### PASSAGE PROVIDED
:::
Ungelesener Beitragvon KoratCat » Mi Sep 12, 2007 2:34 pm

Garment workers strip,demand compensation

Apai vows to focus on rising labour disputes


Female workers from the recently-closed Inter Moda garment factory throw their underwear into the grounds of Government House to protest the government's failure to help them get severance pay from their company after they were laid off. They were protesting for a second day outside Government House yesterday.
As women laid off by a failed garment factory stripped naked outside Government House yesterday, the labour minister promised speedy action to deal with the growing number of labour disputes. The minister, Apai Chanthaehulaka, said a system of two-way and three-way talks would be set up to settle disputes over compensation after factory closures. Similar measures would be used to deal with other employer-employee disputes.

''We are keeping a close watch on factories facing a financial crunch following widespread protests by workers already affected by factory closures,'' he said.
:::
[Data records]
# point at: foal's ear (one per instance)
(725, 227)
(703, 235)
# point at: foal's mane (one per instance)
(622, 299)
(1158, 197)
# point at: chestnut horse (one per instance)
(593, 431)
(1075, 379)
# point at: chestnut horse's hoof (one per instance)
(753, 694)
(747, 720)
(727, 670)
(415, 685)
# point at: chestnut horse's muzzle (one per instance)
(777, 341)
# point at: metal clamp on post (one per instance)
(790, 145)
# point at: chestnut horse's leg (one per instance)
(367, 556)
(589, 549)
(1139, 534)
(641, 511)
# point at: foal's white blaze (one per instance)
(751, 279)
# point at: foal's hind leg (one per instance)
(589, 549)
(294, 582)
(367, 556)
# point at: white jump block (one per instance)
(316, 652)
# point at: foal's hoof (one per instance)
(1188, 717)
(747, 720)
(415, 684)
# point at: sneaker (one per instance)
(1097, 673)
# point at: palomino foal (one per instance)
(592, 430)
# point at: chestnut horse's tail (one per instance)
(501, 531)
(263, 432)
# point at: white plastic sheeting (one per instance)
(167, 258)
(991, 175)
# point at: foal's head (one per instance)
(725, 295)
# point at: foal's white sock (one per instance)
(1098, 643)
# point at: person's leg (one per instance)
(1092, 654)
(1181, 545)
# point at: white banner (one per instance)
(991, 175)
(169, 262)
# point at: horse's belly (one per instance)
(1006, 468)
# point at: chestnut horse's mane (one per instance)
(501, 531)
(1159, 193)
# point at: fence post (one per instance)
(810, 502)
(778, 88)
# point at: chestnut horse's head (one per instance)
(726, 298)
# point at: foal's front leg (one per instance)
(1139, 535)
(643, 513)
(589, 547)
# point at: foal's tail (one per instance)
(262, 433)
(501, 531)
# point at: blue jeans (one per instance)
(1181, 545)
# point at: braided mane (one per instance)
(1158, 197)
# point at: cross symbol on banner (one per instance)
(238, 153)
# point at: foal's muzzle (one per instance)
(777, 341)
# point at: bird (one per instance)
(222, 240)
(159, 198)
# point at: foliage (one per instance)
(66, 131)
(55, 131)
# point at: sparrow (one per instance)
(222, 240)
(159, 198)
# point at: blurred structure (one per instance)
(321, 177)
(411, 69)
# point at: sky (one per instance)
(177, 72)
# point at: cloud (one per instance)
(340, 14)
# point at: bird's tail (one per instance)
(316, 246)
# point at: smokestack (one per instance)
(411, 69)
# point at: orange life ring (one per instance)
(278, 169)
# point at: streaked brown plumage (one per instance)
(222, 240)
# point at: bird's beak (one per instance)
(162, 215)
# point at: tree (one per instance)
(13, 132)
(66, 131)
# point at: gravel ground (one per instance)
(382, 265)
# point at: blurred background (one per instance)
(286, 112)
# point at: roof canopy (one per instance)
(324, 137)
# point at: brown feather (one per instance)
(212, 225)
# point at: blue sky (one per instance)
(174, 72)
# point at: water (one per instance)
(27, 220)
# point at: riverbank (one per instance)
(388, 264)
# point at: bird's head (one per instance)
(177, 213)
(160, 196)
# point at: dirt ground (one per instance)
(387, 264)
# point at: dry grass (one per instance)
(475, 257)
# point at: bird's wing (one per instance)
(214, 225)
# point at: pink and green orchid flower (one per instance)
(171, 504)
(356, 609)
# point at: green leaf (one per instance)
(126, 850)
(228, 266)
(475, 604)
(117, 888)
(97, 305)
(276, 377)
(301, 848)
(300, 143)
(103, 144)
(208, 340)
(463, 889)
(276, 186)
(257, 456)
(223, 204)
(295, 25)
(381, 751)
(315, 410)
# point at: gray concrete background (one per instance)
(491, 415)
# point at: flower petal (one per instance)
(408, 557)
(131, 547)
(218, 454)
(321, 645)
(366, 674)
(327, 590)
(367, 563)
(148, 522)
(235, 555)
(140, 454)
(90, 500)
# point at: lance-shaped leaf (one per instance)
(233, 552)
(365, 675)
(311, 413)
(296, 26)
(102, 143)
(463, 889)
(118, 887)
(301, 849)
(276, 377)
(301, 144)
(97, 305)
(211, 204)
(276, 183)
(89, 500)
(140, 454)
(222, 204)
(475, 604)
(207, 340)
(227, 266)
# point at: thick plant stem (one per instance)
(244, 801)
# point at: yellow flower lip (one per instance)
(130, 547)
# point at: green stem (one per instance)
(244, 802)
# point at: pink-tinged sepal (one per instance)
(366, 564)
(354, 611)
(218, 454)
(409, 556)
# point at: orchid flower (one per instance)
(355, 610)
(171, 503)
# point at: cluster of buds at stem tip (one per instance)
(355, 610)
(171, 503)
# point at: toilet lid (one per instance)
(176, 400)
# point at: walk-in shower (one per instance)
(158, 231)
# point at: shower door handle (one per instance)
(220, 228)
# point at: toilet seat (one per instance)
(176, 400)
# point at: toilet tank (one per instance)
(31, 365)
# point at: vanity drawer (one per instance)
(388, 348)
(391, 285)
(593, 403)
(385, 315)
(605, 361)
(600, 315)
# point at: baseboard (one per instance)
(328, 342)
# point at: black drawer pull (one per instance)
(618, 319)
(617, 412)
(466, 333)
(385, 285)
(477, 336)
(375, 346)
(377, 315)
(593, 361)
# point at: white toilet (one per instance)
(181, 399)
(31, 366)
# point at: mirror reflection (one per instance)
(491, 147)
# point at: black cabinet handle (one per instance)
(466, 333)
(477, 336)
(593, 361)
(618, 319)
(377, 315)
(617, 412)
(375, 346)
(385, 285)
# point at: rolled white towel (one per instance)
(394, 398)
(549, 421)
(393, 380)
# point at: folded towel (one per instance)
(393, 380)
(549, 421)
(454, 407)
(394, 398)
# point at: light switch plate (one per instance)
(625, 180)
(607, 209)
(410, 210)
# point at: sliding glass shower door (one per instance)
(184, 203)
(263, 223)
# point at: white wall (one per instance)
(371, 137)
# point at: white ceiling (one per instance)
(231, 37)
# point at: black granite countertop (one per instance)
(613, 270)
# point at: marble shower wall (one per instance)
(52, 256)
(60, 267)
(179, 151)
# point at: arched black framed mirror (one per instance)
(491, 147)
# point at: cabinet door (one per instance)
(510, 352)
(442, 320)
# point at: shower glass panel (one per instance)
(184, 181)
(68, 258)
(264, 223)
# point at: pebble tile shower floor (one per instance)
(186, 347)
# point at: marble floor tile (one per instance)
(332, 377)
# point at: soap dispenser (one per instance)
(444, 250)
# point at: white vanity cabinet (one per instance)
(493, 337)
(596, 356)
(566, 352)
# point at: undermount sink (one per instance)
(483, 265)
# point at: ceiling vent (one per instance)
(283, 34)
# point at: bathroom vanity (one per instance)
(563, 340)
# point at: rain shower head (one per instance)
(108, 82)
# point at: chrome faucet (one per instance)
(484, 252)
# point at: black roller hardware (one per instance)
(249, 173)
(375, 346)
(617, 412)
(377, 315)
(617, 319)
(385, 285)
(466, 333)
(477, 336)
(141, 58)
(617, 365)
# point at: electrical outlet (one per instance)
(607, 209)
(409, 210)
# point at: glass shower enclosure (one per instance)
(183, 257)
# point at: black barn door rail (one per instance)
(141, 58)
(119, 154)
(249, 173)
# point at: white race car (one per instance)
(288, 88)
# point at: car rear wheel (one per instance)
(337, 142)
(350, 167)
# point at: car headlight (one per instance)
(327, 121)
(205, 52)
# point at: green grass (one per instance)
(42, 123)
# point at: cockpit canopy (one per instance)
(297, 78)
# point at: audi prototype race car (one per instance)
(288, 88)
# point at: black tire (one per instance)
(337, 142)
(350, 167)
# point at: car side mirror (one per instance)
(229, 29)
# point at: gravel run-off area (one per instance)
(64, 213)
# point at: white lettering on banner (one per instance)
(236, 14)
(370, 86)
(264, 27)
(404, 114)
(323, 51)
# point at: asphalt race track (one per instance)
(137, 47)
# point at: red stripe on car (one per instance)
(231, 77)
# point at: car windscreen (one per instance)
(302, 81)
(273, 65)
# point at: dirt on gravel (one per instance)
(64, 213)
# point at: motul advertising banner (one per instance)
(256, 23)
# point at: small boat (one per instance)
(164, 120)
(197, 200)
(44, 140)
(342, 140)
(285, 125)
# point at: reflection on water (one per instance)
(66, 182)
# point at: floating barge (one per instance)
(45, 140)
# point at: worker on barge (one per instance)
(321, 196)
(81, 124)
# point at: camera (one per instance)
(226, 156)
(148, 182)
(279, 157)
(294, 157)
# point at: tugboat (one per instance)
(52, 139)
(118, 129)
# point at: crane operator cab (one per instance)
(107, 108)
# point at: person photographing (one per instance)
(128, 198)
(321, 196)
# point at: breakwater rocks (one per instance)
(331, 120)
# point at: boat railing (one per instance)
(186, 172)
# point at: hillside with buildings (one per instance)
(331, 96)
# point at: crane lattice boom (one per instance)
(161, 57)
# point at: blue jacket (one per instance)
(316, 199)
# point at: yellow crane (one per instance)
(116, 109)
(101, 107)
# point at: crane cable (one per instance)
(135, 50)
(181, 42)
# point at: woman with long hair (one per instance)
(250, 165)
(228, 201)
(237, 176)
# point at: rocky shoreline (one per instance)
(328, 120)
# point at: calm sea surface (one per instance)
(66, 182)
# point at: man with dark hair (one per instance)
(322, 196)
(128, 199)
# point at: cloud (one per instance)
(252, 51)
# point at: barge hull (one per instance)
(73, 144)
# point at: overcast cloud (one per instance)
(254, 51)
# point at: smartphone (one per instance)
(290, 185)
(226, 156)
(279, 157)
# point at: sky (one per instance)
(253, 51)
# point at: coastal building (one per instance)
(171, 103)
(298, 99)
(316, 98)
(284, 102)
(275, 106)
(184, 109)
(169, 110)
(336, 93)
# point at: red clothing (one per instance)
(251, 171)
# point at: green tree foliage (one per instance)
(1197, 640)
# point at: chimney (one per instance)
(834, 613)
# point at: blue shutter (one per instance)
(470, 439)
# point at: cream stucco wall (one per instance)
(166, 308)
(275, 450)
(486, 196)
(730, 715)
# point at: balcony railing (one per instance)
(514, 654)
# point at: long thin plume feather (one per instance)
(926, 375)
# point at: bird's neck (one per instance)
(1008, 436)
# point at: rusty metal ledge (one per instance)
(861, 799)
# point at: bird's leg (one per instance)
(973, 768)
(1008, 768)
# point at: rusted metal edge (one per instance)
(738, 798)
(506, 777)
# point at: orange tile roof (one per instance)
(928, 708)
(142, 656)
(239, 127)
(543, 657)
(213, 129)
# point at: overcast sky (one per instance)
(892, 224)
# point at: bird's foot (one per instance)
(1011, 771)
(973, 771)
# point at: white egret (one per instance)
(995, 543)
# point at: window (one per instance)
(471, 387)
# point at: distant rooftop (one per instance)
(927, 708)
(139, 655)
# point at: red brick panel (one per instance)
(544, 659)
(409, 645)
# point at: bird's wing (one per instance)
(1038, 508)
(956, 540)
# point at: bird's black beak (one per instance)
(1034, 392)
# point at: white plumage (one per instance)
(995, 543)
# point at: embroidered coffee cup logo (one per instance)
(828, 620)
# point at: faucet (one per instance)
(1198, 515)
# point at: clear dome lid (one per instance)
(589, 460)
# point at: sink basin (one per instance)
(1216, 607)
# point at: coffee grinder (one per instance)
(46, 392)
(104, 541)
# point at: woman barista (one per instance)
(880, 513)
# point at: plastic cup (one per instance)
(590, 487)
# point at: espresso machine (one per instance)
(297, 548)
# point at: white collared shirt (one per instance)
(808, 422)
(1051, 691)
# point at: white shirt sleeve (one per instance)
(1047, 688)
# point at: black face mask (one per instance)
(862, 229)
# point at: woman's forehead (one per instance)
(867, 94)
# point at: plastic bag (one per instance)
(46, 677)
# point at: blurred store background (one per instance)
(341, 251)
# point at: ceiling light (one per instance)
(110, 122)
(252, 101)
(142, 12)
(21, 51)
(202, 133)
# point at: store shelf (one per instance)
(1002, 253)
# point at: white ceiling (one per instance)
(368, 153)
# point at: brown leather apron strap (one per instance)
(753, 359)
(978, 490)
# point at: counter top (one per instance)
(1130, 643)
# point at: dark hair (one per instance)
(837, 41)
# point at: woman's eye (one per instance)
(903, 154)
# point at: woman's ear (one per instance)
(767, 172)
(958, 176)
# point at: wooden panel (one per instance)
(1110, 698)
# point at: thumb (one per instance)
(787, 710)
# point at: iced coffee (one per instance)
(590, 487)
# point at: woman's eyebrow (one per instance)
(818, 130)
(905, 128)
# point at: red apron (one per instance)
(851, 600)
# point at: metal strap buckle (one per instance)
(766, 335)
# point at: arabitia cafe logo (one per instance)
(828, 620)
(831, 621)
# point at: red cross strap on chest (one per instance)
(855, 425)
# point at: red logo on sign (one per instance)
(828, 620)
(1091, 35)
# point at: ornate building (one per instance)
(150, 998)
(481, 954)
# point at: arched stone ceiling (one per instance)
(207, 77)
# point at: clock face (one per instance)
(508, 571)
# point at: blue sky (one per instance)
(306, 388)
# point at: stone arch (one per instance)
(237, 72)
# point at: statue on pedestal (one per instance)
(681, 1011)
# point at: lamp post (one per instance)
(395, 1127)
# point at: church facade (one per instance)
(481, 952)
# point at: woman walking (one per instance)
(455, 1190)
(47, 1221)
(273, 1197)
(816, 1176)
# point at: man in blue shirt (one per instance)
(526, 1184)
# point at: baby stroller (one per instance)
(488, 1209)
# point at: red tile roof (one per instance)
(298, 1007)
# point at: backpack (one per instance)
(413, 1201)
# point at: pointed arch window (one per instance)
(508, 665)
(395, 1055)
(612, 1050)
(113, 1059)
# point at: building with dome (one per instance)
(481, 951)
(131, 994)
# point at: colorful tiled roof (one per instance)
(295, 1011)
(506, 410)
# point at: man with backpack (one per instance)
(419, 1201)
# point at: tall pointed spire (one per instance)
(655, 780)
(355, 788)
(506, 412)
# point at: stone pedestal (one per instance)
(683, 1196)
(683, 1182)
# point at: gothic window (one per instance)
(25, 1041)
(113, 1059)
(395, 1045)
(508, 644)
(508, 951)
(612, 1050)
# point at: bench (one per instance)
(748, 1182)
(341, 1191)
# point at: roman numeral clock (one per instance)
:::
### TASK SET
a) Please format the part of the data records that opens with the line containing "# point at: bird's black" and closes with the line containing "(1047, 688)" as a numbered list, leaving out any blank lines.
b) Resume the news report on the laid-off garment workers' protest from the point where it stops.

### THE RESPONSES
a)
1. # point at: bird's black beak (one per instance)
2. (1034, 392)
3. # point at: white plumage (one per instance)
4. (995, 543)
5. # point at: embroidered coffee cup logo (one per instance)
6. (828, 620)
7. # point at: faucet (one per instance)
8. (1198, 515)
9. # point at: clear dome lid (one per instance)
10. (589, 460)
11. # point at: sink basin (one per instance)
12. (1216, 607)
13. # point at: coffee grinder (one per instance)
14. (46, 392)
15. (104, 541)
16. # point at: woman barista (one per instance)
17. (880, 513)
18. # point at: plastic cup (one per instance)
19. (590, 487)
20. # point at: espresso machine (one per instance)
21. (297, 548)
22. # point at: white collared shirt (one per instance)
23. (808, 422)
24. (1051, 691)
25. # point at: white shirt sleeve (one per instance)
26. (1047, 688)

b)
About 160 factories, out of more than 380,000 workplaces across the country, have laid off their employees since last month, Mr Apai said.

The ministry has so far settled disputes at 145 of the troubled factories.

On the recent closure of Inter Moda garment factory, which sparked yesterday's protest strip, the ministry said it was in the process of ordering employers to pay compensation to the workers.

Mr Apai said the factory had the right to dismiss staff but it must compensate them according to the law.

The ministry had a duty to ask employers to give severance pay to laid-off workers. This process normally took 60 days, he said.

But the 300 workers from Inter Moda factory who rallied at Government House yesterday were not convinced their dispute would be settled and vowed to protest again on Sept 19.

Yesterday's rally began with protesters dividing up into small groups of 10-20 people each, to block all gates to Government House, inconveniencing officials and people trying to use them.

About 11am the protesters laid their Inter Moda factory uniforms on Phitsanulok road and then set them on fire.

Ten female workers later took off more of their clothes, keeping only their bras and panties on. They then wrapped the protest placards around their bodies before taking off their underwear, which they later threw into the grounds of Government House in front of police guarding the building to show they were really broke after being made redundant.

Inter Moda factory closed its gates on Sept 3.

Management said a drop in export orders was the reason.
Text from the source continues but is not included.